* **Goal of the exercise**: Return the lines below exactly, starting with the line that contains "Objective: one point per instance of the green" and stopping after the last line.

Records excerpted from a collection
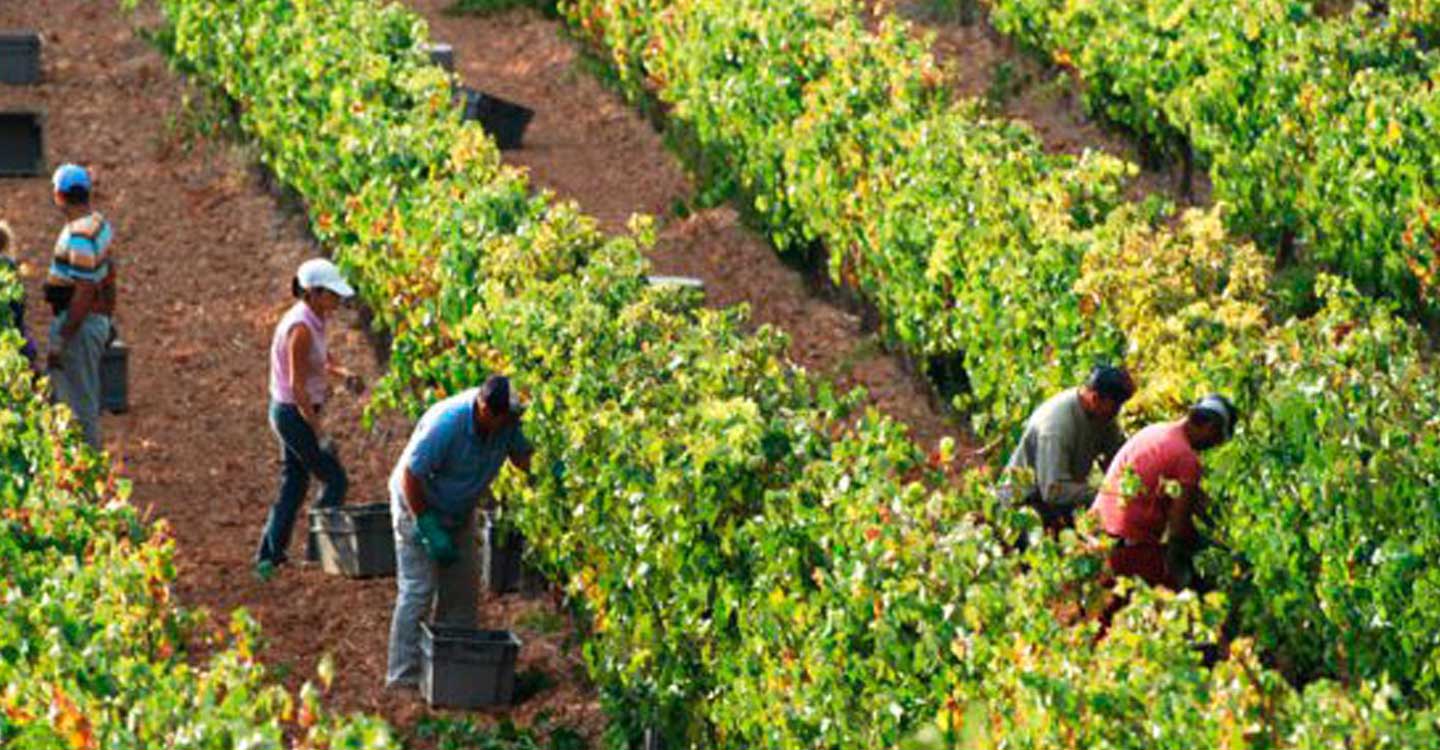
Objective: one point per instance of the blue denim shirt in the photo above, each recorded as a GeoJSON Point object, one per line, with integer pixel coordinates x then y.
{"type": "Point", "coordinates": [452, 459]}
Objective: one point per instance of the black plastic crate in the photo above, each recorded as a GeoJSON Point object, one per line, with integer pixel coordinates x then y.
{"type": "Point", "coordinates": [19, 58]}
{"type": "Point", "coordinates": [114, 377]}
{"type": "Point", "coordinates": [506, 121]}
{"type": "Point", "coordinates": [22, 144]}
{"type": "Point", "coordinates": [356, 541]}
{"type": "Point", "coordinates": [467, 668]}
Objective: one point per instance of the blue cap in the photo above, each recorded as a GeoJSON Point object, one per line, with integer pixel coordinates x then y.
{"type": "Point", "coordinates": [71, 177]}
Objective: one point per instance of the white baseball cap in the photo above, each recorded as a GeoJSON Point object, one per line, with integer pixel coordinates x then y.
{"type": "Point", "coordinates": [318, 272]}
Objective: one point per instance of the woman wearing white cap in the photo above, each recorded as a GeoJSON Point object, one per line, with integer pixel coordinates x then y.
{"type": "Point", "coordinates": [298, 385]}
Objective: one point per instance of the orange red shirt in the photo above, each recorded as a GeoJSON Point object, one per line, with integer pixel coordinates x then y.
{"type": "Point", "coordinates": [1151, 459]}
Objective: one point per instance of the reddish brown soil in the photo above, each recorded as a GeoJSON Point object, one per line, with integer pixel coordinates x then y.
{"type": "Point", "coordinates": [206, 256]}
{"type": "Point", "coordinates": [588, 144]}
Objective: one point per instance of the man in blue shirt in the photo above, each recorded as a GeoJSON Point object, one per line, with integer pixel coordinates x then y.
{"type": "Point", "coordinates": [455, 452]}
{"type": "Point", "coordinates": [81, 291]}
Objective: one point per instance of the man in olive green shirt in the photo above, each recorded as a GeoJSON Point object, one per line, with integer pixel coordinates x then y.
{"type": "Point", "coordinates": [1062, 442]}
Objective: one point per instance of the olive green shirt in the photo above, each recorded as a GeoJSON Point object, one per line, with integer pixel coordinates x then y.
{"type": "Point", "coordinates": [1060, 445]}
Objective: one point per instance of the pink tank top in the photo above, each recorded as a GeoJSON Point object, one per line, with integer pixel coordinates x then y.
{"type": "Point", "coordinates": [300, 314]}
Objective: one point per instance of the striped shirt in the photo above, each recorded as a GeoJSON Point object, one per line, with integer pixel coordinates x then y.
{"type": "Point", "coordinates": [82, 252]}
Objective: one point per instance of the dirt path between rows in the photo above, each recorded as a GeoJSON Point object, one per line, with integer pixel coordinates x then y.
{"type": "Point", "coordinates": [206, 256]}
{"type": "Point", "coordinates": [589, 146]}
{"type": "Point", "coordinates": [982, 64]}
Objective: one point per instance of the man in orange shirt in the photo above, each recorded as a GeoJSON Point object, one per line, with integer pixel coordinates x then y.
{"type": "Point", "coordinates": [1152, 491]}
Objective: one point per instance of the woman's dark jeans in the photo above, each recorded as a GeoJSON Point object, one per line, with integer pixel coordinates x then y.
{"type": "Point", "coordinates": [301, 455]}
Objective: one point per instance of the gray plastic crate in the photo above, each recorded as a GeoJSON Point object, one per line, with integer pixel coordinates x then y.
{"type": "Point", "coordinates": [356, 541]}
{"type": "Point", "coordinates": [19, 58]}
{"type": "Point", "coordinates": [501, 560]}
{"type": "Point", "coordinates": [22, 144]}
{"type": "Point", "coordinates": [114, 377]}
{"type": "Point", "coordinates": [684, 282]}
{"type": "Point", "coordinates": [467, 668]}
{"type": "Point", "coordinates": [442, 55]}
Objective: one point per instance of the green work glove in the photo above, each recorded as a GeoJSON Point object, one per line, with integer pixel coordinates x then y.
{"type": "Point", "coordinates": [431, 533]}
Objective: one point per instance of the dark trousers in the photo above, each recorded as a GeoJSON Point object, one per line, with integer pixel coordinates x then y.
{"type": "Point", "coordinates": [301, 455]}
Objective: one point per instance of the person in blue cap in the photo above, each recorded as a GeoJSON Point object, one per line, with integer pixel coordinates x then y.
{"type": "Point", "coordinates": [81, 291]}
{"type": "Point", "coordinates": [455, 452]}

* **Finished task**:
Objective: one point per instance of the green work glove in the photo above, each recorded as a GeoJSON Point object, one per line, with integer pixel coordinates x then y.
{"type": "Point", "coordinates": [431, 533]}
Objective: one point per instance of the dark trousers in the photo above, each recorded as a GeoJSON Point object, one per line, with integer pixel coordinates x then y.
{"type": "Point", "coordinates": [301, 455]}
Objective: one point per instance of the person in blue cap in the photo above, each recorded as a GeoJSON Point object, one per line, with integer pixel coordinates x then y.
{"type": "Point", "coordinates": [81, 291]}
{"type": "Point", "coordinates": [455, 452]}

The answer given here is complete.